-- QUOTED PASSAGE follows --

Seqanswers Leaderboard Ad

Collapse

Announcement

Collapse
No announcement yet.
X
 
  • Filter
  • Time
  • Show
Clear All
new posts

  • Is blastx reliable enough to annotate transcripts from RNA-seq?

    Hi everybody!

    I am a newbie on in silico functional annotation of transcripts assembled from reads produced by RNA-seq. My doubt is about the utilization of blastx for this purpose.

    Many tools, such as blast2go and argot2, are known to use blastx as the first step in a pipeline in which the final goal is to assign gene ontology (GO) terms to transcripts. These tools use some kind of algorithm to transfer the GO terms from the blast hits to the query sequence. So far so good.

    But is it ok to transfer terms from proteins found to be translated from the minus strand of a transcript? Blastx considers all 6 frames to find potential proteins and, therefore, it should not be rare to these tools assign GO terms from these minus-strand-coded proteins to the transcript of interest.

    But is this procedure biologically correct? A transcript is translated from 5' to 3' by ribosomes, so I believe that it is not correct to consider proteins from minus strand. Or am I missing anything from the RNA-seq approach per se?

    Best regards!

  • #2
    Blastx to associate GO term to transcripts

    Hi everyone!

    I think no one has replied me so far because I have made my question hard to understand. So, I'll try to simplify it now!

    Let's suppose I have the following transcript assembled from reads generated by RNA-seq:

    >transcript_A
    tccgcaatgagtcaatactccaccaattgcagggtgtgaaagtataagcacttgaggagcccatcctctaatcaaaactcctctttctttaattctttgctcaaatccattctcaagaatccatttctctaaatcatttaatttatcacctcctcctaatacccatacaaaaggcctatttgactcttctaaaccaagaccaagttccaccatttgcaataatgtcaaacgagataaacttccaagacttgcataaaccacagattctgtttcaaaattatctaaccatttcaagcaatcttgattatcaattgcagttttattaccccttgtaaccaaatcttcaatttccttattacacaaagaaacaggaccaacacaccaaacttttttccctctagctttcctatattctttctcatacacttgctccaactcctcaaaactattaacaattacaccatatgatgattcctcggctaatctgatttgctcagtaacttctttcaatacagaagaactaacagaagtagtatttttcgtcgatcctgaaacctgagctttcgttagttcaactctatcgggtaaatcaggaacaacaaaatactctgaatctgaggttatattttcaagaatgttggaggaaagtattttataggaacataaaagtgagaaacaacaagtaccatgaaaaacaattcttgggatattaaaattttgtgcaatttgagtagtccaaggaaatcccatatctgaaataacacaacttggacttggatttattccttctaagagattttcaacttgttgtttcagcatactaattgcagcaaaaaactttgaagccaagtcaagagaaggaagcatg

    Now, I want to use blast2go or argot2 to assing gene ontology (GO) terms to this transcript. What's the first step? Blastx!

-- QUOTED PASSAGE concluded --
-- RECORDS SUPPLIED follows --

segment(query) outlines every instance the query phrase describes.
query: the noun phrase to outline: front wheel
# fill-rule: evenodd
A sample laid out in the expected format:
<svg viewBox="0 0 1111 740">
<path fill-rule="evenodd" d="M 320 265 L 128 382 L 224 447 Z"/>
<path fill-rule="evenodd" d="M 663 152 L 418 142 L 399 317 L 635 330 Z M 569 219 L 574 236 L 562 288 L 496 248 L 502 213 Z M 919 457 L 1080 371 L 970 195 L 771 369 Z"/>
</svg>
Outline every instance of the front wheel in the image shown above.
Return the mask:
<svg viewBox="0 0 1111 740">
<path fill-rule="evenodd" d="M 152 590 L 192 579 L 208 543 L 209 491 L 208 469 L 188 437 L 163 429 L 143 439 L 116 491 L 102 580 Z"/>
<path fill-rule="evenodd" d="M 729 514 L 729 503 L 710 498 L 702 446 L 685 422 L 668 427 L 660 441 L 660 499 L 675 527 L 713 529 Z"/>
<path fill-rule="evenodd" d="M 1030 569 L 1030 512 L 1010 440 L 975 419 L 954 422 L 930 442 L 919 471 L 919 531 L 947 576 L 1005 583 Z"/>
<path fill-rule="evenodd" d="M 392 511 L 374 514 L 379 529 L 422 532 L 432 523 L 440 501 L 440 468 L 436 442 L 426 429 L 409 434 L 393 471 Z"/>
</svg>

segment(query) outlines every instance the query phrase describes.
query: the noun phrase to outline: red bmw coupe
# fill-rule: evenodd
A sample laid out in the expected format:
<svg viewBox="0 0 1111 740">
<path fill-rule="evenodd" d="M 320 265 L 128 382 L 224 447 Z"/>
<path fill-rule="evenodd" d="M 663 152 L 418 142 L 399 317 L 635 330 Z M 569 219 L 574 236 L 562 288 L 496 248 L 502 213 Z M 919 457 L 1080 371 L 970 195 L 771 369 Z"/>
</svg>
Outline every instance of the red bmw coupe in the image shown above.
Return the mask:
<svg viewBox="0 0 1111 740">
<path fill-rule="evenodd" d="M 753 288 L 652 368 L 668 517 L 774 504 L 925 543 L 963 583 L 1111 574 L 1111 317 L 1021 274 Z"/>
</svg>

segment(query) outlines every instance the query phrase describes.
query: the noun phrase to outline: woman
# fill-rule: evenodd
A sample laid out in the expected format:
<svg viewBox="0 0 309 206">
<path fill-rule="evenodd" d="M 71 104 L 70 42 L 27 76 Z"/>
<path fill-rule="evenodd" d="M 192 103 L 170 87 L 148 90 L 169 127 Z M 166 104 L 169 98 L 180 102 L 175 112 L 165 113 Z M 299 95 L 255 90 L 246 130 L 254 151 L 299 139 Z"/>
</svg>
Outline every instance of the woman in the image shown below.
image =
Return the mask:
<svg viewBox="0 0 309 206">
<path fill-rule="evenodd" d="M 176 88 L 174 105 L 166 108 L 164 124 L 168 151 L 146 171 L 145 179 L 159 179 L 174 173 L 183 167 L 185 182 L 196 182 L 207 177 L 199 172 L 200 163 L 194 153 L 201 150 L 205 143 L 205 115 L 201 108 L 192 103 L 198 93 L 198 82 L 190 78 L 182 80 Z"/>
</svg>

-- RECORDS SUPPLIED concluded --

*TASKS TO COMPLETE*
- 1) Answer these questions about the blastx thread:
(a) Which two tools are named as using blastx as the first step of a pipeline?
(b) How many frames does blastx consider to find potential proteins?
(c) What name is given to the example transcript?
- 2) Carry on the blastx thread, starting after its last sentence.
The items have no connection to the blastx thread.

*EXPECTED OUTPUTS*
- 1)
(a) blast2go and argot2
(b) 6
(c) transcript_A

- 2)
    In this case, blastx finds an ORF highly similar to other proteins in the reading frame -2, e.g. in the reverse complement of this sequence. See below a piece of xml output in which we can see description of hit 1:

    <Hit_num>1</Hit_num>
    <Hit_id>gi|697139547|ref|XP_009623864.1|</Hit_id>
    <Hit_def>PREDICTED: UDP-glycosyltransferase 73C3-like [Nicotiana tomentosiformis] &gt;gi|62241063|dbj|BAD93688.1| glucosyltransferase [Nicotiana tabacum]</Hit_def>
    <Hit_accession>XP_009623864</Hit_accession>
    <Hit_len>496</Hit_len>
    <Hit_hsps>
    <Hsp>
    <Hsp_num>1</Hsp_num>
    <Hsp_bit-score>562.377</Hsp_bit-score>
    <Hsp_score>1448</Hsp_score>
    <Hsp_evalue>0</Hsp_evalue>
    <Hsp_query-from>1</Hsp_query-from>
    <Hsp_query-to>867</Hsp_query-to>
    <Hsp_hit-from>87</Hsp_hit-from>
    <Hsp_hit-to>375</Hsp_hit-to>
    <Hsp_query-frame>-2</Hsp_query-frame>
    <Hsp_hit-frame>0</Hsp_hit-frame>
    <Hsp_identity>289</Hsp_identity>
    <Hsp_positive>289</Hsp_positive>
    <Hsp_gaps>0</Hsp_gaps>
    <Hsp_align-len>289</Hsp_align-len>


    Now let's suppose (again!) that this protein (XP_009623864) is associated to the GO term "metabolic process". Blats2go or argot2 will, based on their algorithms, transfer this term to my transcript_A and, in the end, my transcript_A will be associated to metabolic process.

    However, is this really OK? This GO term is associated to a protein that is highly similar to an ORF in the REVERSE COMPLEMENT of my transcript. But, here, we are considering a transcript and, to the best of my knowledge, a transcript is
    the "final" gene product that will be translated to a protein by ribosomes. In this regard, there is no sense in considering a reverse complement and, accordingly, there is no sense in associating a GO term transferred from a protein coded in the reverse complement of this transcript.

    Please, I kindly ask someone to let me know if I am right or wrong.

    Best regards,

    Marcio

    Comment


    • #3
      Did you follow a "stranded" RNAseq library protocol for this set of samples? If you did not then you had a 50-50 chance of sequencing either strand.

      Comment


      • #4
        Dear GenoMax,

        In fact, other people prepared the library. I am only the "bioinformatics guy"! But, anyway, they didn't follow a stranded library protocol. They used the TruSeq RNA Sample Preparation Kit v2. So, in our case, we have a 50-50 chance of sequencing either strand.

        In this case are the final assembled transcripts mixtures of reads from both strands? Is this the reason why I can consider ORFs in the reverse complement when I use blastx?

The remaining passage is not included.